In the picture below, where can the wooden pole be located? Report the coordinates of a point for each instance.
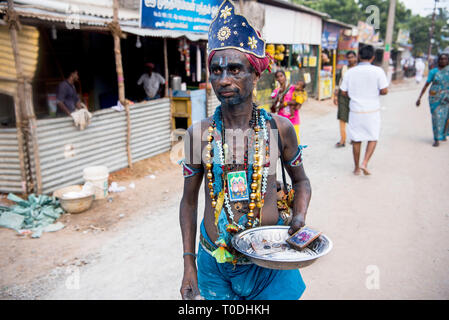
(32, 125)
(206, 58)
(115, 29)
(25, 109)
(334, 65)
(388, 37)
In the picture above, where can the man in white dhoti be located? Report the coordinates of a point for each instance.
(363, 84)
(419, 66)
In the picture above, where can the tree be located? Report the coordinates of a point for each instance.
(351, 11)
(343, 10)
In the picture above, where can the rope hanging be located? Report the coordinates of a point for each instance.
(12, 19)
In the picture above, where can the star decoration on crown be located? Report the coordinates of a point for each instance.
(230, 30)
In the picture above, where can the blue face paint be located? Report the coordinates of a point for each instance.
(231, 77)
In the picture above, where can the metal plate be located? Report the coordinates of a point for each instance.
(286, 259)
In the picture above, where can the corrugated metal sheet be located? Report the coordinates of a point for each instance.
(10, 174)
(97, 8)
(28, 39)
(150, 129)
(165, 33)
(65, 151)
(212, 103)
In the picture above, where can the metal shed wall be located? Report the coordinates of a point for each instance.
(65, 151)
(10, 172)
(212, 103)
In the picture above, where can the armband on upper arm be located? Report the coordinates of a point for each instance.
(188, 171)
(297, 159)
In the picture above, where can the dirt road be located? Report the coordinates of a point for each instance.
(390, 230)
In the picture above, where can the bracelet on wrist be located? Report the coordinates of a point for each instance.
(189, 254)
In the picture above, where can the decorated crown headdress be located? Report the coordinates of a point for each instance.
(229, 30)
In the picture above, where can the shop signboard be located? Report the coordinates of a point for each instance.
(180, 15)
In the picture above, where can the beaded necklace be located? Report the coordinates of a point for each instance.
(257, 172)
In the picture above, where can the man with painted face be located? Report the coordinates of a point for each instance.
(236, 143)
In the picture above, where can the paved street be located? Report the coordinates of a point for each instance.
(390, 230)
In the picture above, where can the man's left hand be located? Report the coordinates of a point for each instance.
(297, 223)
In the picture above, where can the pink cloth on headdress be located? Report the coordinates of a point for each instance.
(259, 64)
(285, 110)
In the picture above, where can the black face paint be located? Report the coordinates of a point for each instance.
(232, 77)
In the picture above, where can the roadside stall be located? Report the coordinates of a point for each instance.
(332, 31)
(187, 71)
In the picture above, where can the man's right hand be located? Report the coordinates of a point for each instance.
(418, 102)
(189, 287)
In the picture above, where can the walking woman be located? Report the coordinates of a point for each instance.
(342, 101)
(282, 97)
(438, 98)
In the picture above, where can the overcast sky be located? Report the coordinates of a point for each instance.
(423, 7)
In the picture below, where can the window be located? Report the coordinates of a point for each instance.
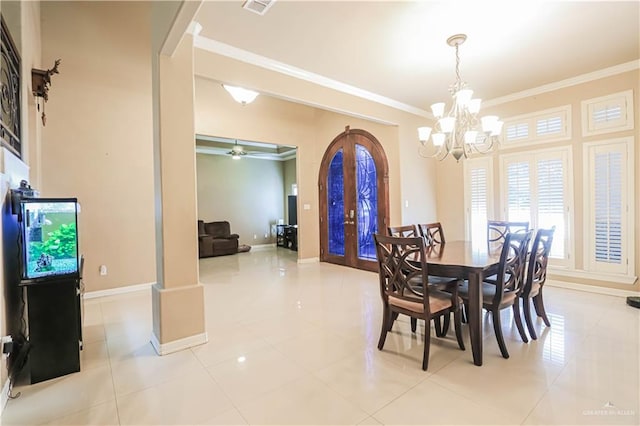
(540, 127)
(536, 187)
(478, 175)
(608, 206)
(611, 113)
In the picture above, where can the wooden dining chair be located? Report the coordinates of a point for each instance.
(536, 276)
(434, 237)
(432, 232)
(402, 263)
(406, 231)
(497, 231)
(505, 292)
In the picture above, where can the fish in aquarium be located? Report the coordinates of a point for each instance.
(51, 239)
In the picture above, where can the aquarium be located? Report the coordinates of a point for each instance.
(50, 238)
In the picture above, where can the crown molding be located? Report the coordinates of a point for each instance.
(223, 49)
(573, 81)
(270, 64)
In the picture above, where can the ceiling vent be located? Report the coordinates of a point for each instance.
(258, 6)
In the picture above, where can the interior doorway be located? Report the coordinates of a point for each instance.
(354, 199)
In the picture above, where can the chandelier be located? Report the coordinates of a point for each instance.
(460, 132)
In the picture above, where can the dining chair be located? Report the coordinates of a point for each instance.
(535, 278)
(505, 292)
(402, 263)
(432, 232)
(497, 231)
(406, 231)
(434, 236)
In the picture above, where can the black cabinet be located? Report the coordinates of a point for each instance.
(287, 236)
(53, 316)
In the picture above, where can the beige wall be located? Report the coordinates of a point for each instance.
(450, 195)
(247, 192)
(273, 120)
(289, 168)
(97, 144)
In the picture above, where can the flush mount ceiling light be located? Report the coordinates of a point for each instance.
(237, 151)
(240, 94)
(460, 132)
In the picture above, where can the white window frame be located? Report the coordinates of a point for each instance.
(627, 268)
(622, 99)
(531, 121)
(469, 165)
(564, 152)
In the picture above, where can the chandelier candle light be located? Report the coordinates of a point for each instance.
(460, 132)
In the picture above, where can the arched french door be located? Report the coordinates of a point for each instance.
(354, 199)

..........

(Aim): Reproduce word for word the lines beginning with the one that contains "In the picture above, where can the beige" and continuing through the last line.

(Exercise response):
In the picture above, where can the beige wall be located? Report the coordinates of a point for each instance.
(450, 195)
(247, 192)
(273, 120)
(289, 168)
(97, 144)
In the picture above, where can the flush mount ceiling light be located? Report the coordinates of a point for each instance.
(237, 151)
(240, 94)
(460, 132)
In the picture above, where can the white window frame be located? Report the coordinates of a point for each instance.
(627, 268)
(622, 99)
(531, 121)
(469, 165)
(564, 152)
In the picture above, where can the chandelier candle light be located? Report the coordinates of a point for each instance.
(460, 132)
In the picture above, where can the arched french door be located? Report the coordinates of a point for each instance.
(354, 199)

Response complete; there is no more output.